Checking ID uniqueness in dataframes before saving...


## 4. Save Data to Raw Directory

Save the datasets to the raw data directory for use by downstream notebooks.

In [None]:
# Save data to the raw data directory
import os
from datetime import datetime

from nomination_predictor.config import RAW_DATA_DIR

# Create the raw data directory if it doesn't exist
os.makedirs(RAW_DATA_DIR, exist_ok=True)

# Add a timestamp for the manifest
timestamp = datetime.now().strftime("%Y%m%d")

# Save each FJC dataframe
# Save all dataframes to the raw data directory
print(f"Saving dataframes to {RAW_DATA_DIR}...")
saved_files = []

# Ensure the output directory exists
RAW_DATA_DIR.mkdir(parents=True, exist_ok=True)

# Save all dataframes from the all_dataframes collection
for name, df in all_dataframes.items():
    if df is not None and not df.empty:
        try:
            # Create filename
            output_file = RAW_DATA_DIR / f"{name}.csv"
            
            # Save to CSV
            df.to_csv(output_file, index=False)
            saved_files.append(f"{name}.csv")
            print(f"  ✓ Saved {len(df):,} records to {output_file}")
        except Exception as e:
            print(f"  ✗ Error saving {name}: {str(e)}")

Data records ▸

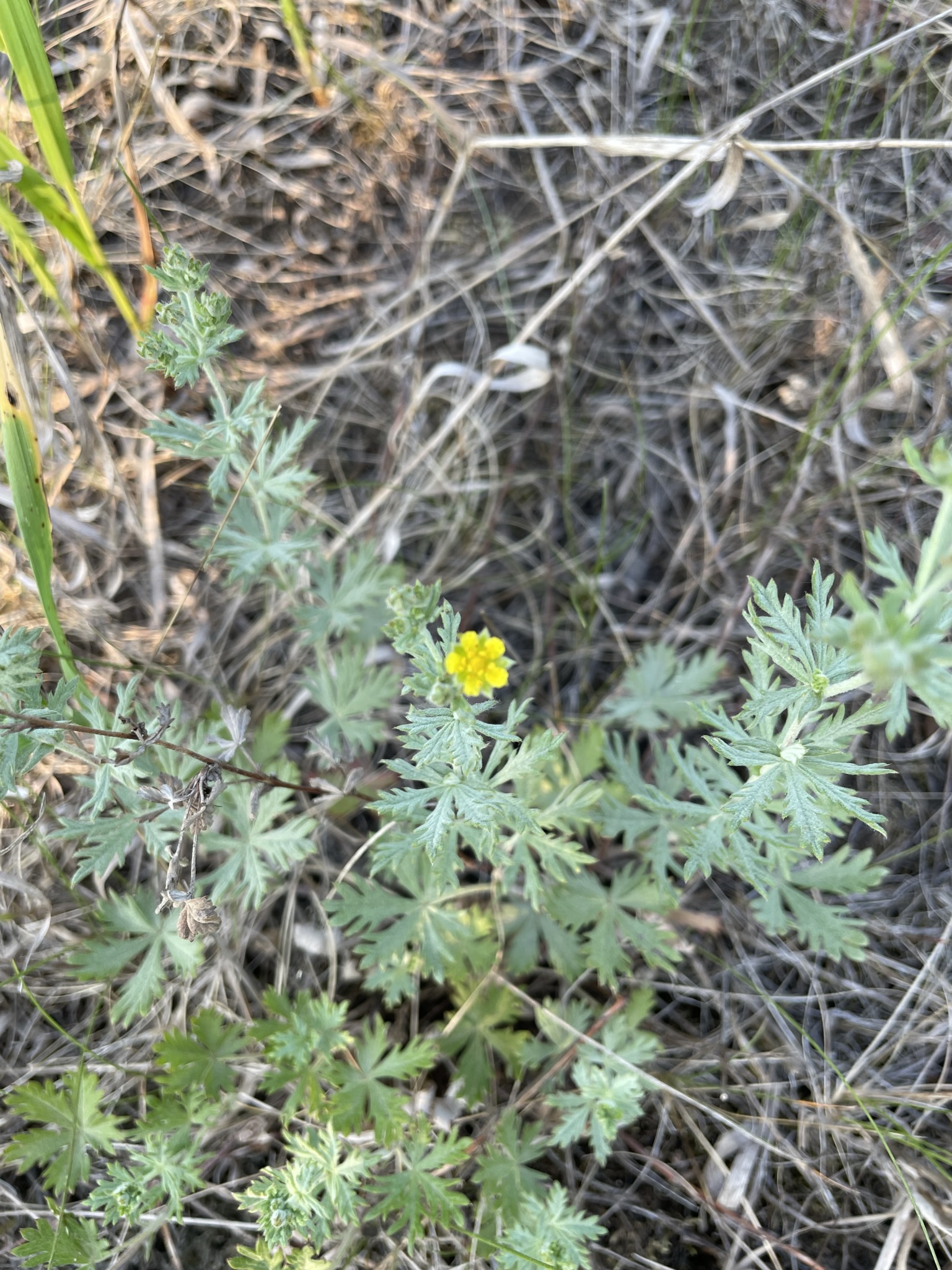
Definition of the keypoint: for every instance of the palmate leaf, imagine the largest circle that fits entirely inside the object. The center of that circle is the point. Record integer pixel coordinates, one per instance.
(202, 1057)
(73, 1242)
(312, 1191)
(300, 1039)
(350, 693)
(351, 596)
(107, 838)
(257, 851)
(414, 1196)
(389, 925)
(81, 1128)
(362, 1096)
(662, 690)
(788, 906)
(149, 936)
(551, 1232)
(501, 1173)
(612, 928)
(485, 1028)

Problem set ▸
• A. In the notebook excerpt, what file format are the dataframes saved in?
• B. Which names does the notebook excerpt import, and from where?

Results by task ▸
• A. CSV, written with `df.to_csv(output_file, index=False)`.

• B.
- `os`
- `datetime`, from the `datetime` module
- `RAW_DATA_DIR`, from `nomination_predictor.config`